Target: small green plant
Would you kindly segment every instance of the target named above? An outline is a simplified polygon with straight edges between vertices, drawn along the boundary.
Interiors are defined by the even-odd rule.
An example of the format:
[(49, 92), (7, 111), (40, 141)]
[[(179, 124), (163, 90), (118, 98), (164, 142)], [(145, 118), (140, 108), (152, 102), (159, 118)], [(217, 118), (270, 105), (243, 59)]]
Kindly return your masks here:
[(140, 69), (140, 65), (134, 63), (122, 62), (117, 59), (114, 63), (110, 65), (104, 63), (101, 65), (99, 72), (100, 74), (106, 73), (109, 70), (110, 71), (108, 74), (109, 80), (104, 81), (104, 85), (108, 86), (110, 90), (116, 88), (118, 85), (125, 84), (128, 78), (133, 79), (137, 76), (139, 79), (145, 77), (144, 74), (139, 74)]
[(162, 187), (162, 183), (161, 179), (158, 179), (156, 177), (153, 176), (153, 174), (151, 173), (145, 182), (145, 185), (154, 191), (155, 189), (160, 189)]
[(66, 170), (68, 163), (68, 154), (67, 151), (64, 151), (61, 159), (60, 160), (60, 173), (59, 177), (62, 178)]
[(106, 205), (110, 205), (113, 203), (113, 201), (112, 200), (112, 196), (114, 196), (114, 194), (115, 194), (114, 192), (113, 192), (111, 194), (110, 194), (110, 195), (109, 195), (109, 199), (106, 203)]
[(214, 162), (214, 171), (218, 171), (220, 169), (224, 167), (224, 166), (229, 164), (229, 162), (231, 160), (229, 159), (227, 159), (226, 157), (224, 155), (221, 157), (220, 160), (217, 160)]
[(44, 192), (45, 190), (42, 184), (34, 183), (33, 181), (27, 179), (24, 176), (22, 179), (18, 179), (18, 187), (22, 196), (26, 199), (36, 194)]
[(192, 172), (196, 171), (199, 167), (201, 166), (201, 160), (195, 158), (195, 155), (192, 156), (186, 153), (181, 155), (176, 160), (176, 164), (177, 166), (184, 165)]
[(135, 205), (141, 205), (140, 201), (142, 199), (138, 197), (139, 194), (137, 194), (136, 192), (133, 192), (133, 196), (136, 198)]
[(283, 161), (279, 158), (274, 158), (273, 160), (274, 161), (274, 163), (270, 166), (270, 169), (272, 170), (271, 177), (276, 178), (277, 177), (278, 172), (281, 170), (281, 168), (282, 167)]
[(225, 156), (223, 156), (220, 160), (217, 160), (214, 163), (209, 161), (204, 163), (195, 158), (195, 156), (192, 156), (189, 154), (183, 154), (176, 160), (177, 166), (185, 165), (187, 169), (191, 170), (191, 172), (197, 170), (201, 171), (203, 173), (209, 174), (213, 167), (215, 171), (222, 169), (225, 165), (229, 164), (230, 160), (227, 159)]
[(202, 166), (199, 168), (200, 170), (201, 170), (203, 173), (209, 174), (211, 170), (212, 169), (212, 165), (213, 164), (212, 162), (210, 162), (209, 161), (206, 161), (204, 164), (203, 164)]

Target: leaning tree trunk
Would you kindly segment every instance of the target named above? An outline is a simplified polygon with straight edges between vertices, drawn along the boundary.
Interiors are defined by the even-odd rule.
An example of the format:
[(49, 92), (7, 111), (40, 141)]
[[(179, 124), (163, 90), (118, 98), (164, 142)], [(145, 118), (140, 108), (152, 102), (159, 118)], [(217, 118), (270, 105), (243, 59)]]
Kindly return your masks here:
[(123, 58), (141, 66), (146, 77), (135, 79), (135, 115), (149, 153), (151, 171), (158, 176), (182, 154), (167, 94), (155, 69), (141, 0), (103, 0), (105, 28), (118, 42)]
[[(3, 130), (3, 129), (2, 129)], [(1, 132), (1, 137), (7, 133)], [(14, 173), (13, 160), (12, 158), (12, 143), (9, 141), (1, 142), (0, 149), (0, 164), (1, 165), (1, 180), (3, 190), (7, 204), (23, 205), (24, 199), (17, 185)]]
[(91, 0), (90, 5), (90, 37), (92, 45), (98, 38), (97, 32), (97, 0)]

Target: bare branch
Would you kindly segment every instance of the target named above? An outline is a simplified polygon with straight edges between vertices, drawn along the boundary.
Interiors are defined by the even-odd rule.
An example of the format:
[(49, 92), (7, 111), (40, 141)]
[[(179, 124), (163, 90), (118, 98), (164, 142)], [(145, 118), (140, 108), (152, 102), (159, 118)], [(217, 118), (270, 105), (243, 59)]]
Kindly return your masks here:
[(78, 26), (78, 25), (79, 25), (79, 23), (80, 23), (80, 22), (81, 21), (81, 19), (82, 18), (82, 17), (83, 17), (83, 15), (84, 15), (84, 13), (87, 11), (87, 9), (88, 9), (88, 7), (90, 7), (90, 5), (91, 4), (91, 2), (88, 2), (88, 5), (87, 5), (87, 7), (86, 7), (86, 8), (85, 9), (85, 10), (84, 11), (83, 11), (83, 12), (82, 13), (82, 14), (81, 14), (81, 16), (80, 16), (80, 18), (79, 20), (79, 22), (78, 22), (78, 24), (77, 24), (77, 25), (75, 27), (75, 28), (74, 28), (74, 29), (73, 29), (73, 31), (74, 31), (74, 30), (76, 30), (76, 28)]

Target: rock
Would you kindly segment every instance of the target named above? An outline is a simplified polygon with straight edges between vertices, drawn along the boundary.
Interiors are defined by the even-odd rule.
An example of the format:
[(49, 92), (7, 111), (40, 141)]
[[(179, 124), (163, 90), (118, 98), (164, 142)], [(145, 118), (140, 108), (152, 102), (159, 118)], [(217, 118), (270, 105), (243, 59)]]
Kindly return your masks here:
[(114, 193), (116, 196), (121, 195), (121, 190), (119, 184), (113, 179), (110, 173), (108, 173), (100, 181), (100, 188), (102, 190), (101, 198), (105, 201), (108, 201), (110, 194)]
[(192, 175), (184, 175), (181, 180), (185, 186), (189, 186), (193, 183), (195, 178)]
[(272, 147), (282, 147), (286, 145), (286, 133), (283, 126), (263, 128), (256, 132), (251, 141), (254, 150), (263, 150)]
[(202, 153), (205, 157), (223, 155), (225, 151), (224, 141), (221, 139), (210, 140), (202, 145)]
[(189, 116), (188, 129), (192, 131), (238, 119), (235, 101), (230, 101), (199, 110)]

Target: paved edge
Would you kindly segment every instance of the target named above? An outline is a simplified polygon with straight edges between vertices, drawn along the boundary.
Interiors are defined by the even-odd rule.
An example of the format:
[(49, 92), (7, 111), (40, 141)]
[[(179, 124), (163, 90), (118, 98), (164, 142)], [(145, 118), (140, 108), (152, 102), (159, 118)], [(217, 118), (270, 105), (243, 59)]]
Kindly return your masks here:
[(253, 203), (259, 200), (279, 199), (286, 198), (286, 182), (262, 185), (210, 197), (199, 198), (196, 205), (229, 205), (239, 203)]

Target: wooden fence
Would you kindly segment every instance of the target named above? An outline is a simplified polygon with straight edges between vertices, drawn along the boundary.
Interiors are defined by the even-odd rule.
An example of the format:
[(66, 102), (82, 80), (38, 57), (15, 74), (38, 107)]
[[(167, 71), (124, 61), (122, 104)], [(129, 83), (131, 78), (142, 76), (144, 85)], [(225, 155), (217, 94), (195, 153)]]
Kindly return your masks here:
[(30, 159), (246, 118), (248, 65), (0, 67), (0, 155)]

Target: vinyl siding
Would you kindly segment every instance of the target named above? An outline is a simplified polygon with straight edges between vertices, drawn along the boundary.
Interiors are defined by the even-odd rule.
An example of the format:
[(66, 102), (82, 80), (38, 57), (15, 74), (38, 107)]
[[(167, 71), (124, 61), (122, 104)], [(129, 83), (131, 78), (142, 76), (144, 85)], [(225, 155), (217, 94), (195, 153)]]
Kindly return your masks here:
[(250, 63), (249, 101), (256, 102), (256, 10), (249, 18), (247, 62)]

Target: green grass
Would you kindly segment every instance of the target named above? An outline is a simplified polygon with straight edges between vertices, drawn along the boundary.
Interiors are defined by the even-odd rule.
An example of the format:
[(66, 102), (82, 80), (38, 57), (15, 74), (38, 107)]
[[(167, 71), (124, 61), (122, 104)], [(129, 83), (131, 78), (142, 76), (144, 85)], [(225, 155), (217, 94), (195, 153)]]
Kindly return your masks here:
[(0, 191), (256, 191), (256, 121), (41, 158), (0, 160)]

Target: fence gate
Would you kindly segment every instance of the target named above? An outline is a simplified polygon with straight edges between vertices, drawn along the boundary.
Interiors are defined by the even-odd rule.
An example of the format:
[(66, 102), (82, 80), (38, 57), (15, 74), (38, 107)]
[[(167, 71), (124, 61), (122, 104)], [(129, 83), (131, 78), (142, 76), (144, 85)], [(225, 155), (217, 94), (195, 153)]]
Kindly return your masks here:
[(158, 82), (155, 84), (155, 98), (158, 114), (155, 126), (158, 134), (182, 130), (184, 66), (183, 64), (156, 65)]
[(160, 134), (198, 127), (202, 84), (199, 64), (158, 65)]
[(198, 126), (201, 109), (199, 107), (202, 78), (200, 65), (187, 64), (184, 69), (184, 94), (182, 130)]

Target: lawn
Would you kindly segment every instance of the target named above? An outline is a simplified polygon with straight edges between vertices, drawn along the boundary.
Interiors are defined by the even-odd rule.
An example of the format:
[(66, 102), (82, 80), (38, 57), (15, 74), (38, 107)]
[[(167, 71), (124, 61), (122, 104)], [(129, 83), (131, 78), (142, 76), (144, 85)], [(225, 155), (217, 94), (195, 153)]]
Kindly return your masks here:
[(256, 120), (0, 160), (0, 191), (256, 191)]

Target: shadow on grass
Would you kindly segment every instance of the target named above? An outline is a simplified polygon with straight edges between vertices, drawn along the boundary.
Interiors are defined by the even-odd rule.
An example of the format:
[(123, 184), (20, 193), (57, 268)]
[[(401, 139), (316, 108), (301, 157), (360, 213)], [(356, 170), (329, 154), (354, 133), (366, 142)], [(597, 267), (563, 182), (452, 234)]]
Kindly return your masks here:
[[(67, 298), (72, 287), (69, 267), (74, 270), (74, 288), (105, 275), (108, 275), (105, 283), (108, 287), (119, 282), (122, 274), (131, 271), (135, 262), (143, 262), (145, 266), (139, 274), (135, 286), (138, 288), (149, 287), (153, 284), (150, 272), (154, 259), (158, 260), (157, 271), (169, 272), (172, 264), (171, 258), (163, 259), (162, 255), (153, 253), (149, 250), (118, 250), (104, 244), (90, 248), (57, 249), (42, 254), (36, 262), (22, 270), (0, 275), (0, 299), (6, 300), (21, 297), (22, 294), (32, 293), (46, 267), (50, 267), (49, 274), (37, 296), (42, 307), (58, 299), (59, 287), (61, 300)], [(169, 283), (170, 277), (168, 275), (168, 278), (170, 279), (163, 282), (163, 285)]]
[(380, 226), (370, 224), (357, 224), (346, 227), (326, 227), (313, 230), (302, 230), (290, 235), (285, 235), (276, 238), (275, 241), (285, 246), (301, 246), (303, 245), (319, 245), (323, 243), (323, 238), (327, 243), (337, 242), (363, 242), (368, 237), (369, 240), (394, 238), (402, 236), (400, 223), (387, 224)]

- - -

> [Stated problem] Copy the listing from the line containing "Target: green grass" up to and including the line containing "[(0, 191), (256, 191), (256, 121), (41, 158), (0, 160)]", keeping every character unchanged.

> [Answer to the problem]
Target: green grass
Would you kindly segment every instance of the target named above? An outline is a simplified polygon with straight edges between vertices, drawn along the boundary.
Interiors are defined by the even-odd rule.
An example of the format:
[(66, 102), (82, 80), (38, 57), (15, 74), (38, 107)]
[[(167, 71), (124, 61), (122, 104)], [(129, 83), (131, 78), (142, 76), (144, 85)], [(225, 155), (217, 94), (195, 153)]]
Kindly return your masks here:
[(0, 191), (256, 191), (256, 121), (41, 158), (0, 160)]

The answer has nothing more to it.